### What is asked
1. Translate this sentence from the passage about Korea under Japanese rule into Spanish: "My mother had to speak Japanese all day in school, even on the playground, or be punished."
2. Pick up the passage about Korea under Japanese rule after its final sentence and keep writing.

### Text extract
┄┄┄┄┄┄

The generals took over and attacked the part of China that is just North and West
of us. It was around that time they decided to annex Korea too. Henceforth we were to be
a full province of Japan, speak only Japanese, bow in the Japanese way, have
Shinto shrines in our temples and churches, (the religions could continue with their other faiths too), and so
on and so forth. My mother had to speak Japanese all day in school, even on the
playground, or be punished. She was the baby of her family. Her older brothers
were grown and teaching school already. Of course they had to teach in
Japanese, but they never talked to me about that. You can imagine how a people proud of being "The Hermit
Kingdom" for a thousand years felt about that, we who in our own minds felt superior to both the Great
Powers that hemmed us in—the other was China. So here's a secret: Koreans of my
mother's generation are all fluent in Japanese though they are too bitter and
ashamed to admit it.
Which
doesn't stop Song
Doh Elementary
School from being the loveliest of structures,
nor its surrounding playing fields and parks from being, at that time, anything
less than a taste of heaven on earth. Before cars were common, and when even
bicycles were rare, the whole community loved to stroll along the paths around Song Doh
Elementary School in the
evening and on weekends.
During
the Korean War at the beginning of the 1950s, however, Song Doh was flooded with refugees from the North,
thousands of orphans among others. So they extended the original building with
two wings made of concrete bricks, functional but ugly, like the schools my children in Canada go to today.

┄┄┄┄┄┄

### Recorded information
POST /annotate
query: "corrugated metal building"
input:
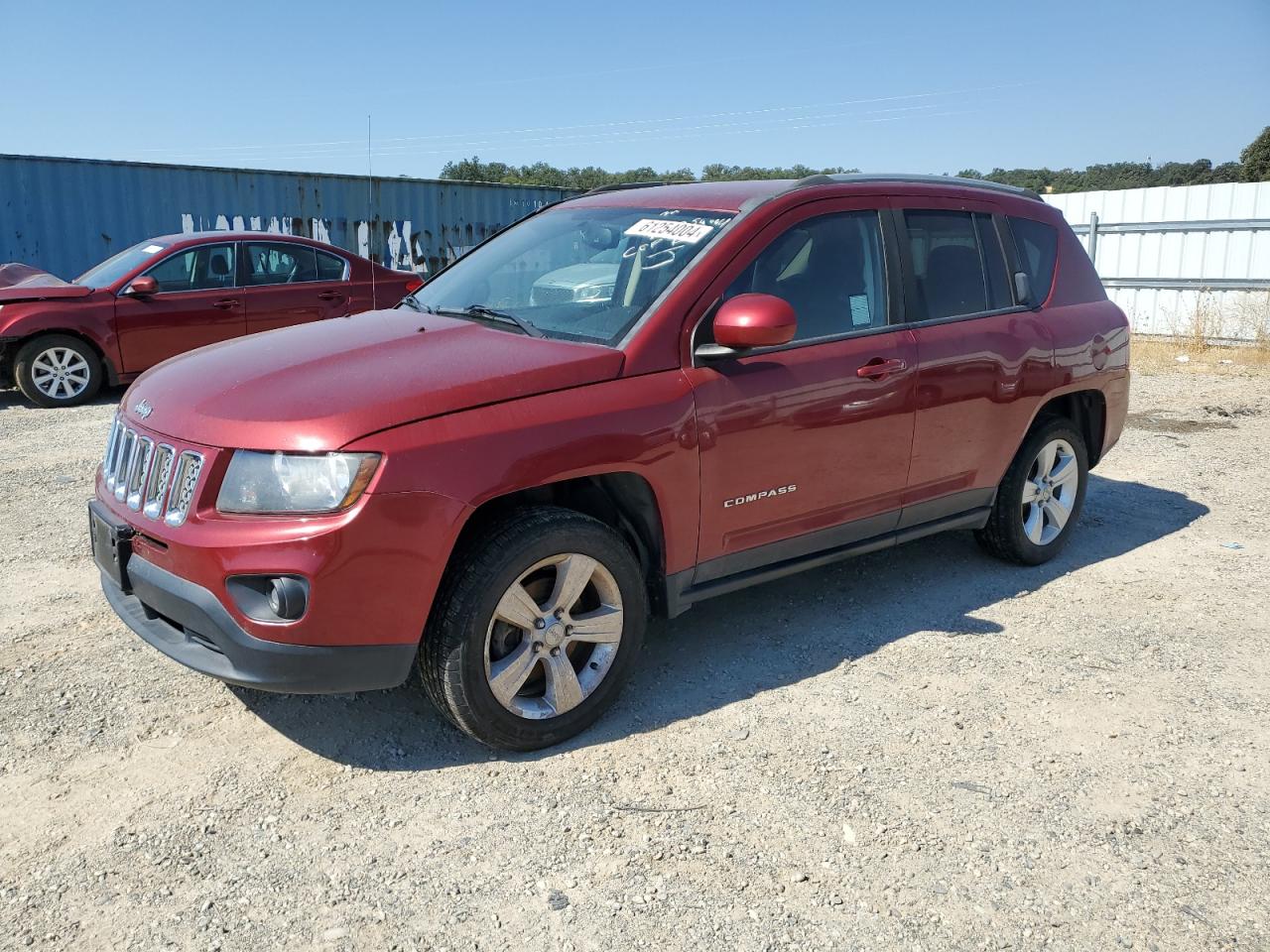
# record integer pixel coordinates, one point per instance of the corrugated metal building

┄┄┄┄┄┄

### The replies
1. Mi madre tenía que hablar japonés todo el día en la escuela, incluso en el patio de recreo, so pena de ser castigada.

2.
Back
then Song Doh was a farming community a couple of kilometres from the
street cars that took you to Busan proper. We were on that little neck
of land at the very bottom of South
Korea . You can see it on most maps. Now it's a thicker neck, built up with land reclaimed from the sea and developed for residences and
commerce. Busan is one of the world's great ports, a great
beneficiary of the "economic miracle" of the 70s and 80s. But I'm
writing about a time before that time. You can tell is the unimproved farm village Song Doh
that has first place in my heart.
You'll
be surprised if I call it my little village
school because those eighteen rooms had over a thousand students crammed into
them. I guess I think it "little" compared to the big city junior and senior high schools I was sent to in later years; they were truly scholar factories.
No running water or indoor plumbing, but the school was modern in one respect. By 1958 there were amazingly powerful loudspeakers
on its roof. As a country we were poor as church mice, but we had a state of
the art public address system.
The school day started at seven in the morning
but, half an hour before that time, recorded marches started booming out from those
loudspeakers, never anything but marches, and always loud. You could hear them
from a kilometre away. "Got to hurry," you'd say to yourself when they came in earshot. They did get me marching, and I won't say I didn't like that. I remember some of the tunes today. Good for
doing housework. If the music stopped before you reached school, you'd get a
sinking feeling, because that would mean you were late, and would be punished
with extra chores and the shame of being singled our in class later.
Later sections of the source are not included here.